- [Texto extraído]
++++++++++++++++++++
Gómez propone una obra en movimiento que se calza sus venturas y desventuras en un juego de luces y sombras que sustrae al libro de cualquier realismo romo, para dar una obra enriquecida por imágenes sugerentes y una pluralidad de significados que opera desde varios ejes; el primero: la identidad. Luego la memoria, como reaseguro de esa identidad que se mueve en los terrenos cenagosos del desterrado de sí, ése que no se reconoce y debe ser dicho para renacer. Escribe: "hablo con las palabras/ que tu cuerpo guarda sigiloso/ naufragan sobre esta lengua donde se graban/ estaciones enterradas al fondo de tu voz".
++++++++++++++++++++
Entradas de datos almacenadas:
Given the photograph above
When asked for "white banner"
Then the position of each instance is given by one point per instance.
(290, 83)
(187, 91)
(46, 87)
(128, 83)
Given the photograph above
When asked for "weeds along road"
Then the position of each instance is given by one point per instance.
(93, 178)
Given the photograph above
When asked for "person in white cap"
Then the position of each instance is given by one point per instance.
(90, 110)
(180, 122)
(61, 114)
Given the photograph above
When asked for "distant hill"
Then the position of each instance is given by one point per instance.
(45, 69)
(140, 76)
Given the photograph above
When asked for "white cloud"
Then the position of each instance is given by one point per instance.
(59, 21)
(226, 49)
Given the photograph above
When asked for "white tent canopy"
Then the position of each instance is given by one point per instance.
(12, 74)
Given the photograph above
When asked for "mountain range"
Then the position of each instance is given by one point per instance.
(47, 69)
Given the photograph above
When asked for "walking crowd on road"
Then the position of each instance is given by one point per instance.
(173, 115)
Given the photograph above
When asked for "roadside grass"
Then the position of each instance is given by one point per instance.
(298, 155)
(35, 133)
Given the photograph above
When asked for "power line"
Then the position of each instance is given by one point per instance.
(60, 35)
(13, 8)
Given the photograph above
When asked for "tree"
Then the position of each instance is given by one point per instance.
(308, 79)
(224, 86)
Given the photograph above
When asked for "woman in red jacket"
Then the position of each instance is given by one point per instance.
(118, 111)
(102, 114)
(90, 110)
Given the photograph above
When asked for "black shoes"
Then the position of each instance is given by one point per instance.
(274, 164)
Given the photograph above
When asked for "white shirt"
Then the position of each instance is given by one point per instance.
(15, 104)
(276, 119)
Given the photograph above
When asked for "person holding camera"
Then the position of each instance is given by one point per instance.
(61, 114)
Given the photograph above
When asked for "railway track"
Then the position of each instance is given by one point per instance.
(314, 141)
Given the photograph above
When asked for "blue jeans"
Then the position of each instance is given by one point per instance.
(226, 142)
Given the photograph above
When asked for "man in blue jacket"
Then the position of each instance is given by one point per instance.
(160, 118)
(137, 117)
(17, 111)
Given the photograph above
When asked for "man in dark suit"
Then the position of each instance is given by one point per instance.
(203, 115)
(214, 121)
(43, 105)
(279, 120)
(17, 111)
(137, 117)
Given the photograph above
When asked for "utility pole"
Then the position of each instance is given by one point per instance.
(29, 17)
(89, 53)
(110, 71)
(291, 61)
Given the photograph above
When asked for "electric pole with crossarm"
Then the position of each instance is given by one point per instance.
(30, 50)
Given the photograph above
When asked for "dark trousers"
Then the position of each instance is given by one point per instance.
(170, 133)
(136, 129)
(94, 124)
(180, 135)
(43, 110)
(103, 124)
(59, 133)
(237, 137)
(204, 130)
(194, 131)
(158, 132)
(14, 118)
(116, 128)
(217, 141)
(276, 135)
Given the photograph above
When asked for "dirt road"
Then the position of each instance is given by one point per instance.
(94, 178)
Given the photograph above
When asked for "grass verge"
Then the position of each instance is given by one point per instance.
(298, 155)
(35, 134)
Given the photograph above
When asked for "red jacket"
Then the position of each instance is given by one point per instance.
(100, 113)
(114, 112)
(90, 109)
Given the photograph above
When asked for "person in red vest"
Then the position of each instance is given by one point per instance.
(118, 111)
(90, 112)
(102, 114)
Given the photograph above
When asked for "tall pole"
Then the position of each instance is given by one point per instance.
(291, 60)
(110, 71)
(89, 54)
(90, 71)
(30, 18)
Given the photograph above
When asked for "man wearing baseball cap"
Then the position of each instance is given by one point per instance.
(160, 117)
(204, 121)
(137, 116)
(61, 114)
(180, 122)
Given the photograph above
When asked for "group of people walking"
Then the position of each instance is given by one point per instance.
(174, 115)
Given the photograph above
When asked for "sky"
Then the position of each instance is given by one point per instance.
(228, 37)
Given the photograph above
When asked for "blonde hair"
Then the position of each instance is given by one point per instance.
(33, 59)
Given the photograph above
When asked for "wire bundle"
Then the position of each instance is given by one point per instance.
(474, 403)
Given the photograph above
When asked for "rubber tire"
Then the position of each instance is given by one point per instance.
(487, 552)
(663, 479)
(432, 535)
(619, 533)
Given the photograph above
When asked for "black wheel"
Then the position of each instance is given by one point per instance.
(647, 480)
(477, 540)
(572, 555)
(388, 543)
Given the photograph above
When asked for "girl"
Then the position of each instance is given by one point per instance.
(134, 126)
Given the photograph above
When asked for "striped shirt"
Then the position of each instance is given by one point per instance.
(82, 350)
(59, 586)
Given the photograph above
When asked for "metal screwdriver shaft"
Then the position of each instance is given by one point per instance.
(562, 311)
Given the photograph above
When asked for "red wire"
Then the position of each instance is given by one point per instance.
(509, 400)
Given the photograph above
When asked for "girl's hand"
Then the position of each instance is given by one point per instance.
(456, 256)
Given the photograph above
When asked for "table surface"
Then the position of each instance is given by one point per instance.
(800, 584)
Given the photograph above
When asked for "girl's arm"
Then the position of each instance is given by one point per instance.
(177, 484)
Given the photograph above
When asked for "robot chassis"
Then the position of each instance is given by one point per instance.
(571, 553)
++++++++++++++++++++
- [Tarea por realizar]
Según el texto sobre el libro de Gómez, ¿qué función cumple la memoria respecto de la identidad y por qué esa identidad la necesita? Responde en una a tres oraciones.

- [Ejercicio resuelto]
La memoria actúa como reaseguro de la identidad. Esa identidad lo necesita porque se mueve en los terrenos cenagosos del desterrado de sí, alguien que no se reconoce y debe ser dicho para renacer.